**Records supplied:**
········
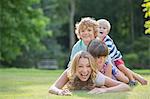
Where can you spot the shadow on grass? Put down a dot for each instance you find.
(85, 95)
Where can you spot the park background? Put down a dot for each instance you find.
(36, 31)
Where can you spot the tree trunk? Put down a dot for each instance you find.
(72, 12)
(132, 22)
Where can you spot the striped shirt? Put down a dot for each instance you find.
(113, 51)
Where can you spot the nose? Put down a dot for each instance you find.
(85, 70)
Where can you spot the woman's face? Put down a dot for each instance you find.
(103, 30)
(83, 69)
(100, 62)
(87, 34)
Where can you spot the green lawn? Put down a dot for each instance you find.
(33, 84)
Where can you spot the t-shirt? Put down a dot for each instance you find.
(113, 51)
(100, 79)
(80, 46)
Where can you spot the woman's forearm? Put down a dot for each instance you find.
(120, 87)
(54, 90)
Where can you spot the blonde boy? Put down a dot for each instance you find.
(115, 55)
(87, 30)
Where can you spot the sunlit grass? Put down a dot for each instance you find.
(34, 84)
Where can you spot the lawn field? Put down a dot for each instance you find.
(34, 83)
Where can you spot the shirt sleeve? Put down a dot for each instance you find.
(100, 79)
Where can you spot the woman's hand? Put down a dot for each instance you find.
(97, 91)
(65, 92)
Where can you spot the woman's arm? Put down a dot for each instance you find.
(111, 86)
(56, 88)
(115, 86)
········
**Exercise requirements:**
Restate the listing above word for word, and skip the pictures.

**Answer to the exercise:**
Where can you spot the shadow on grass? Put down a dot for each instance you find.
(85, 95)
Where can you spot the park background? Put down a dot for each instance you find.
(36, 31)
Where can you spot the tree trunk? Put down a dot for each instance you find.
(72, 12)
(132, 22)
Where can you spot the striped shirt? Put down a dot for each instance you find.
(113, 51)
Where can you spot the nose? Put down a dot for each instance you find.
(85, 70)
Where can you spot the woman's face? Put down a dot for each instance you find.
(103, 30)
(83, 69)
(100, 62)
(87, 34)
Where can you spot the green lawn? Put down a dot for each instance you find.
(33, 84)
Where can you spot the t-shirt? Put down a dot for each instance you find.
(113, 51)
(100, 79)
(80, 46)
Where can you spot the woman's forearm? Put down a dot for each instance you find.
(120, 87)
(54, 90)
Where can you spot the blonde boy? Put down a dot for each instance you find.
(115, 55)
(87, 30)
Where can you spot the sunlit grass? Put down a dot for each instance you find.
(34, 84)
Where can you spot the lawn field? Put down a dot for each instance you find.
(34, 83)
Where can you spot the shirt sleeve? Put down a dot for each instance you find.
(100, 79)
Where can you spot the woman's hand? Put down a dot for each instance you find.
(97, 91)
(65, 92)
Where can you spot the woman's arm? Put down a dot for each instance you find.
(111, 86)
(56, 88)
(115, 86)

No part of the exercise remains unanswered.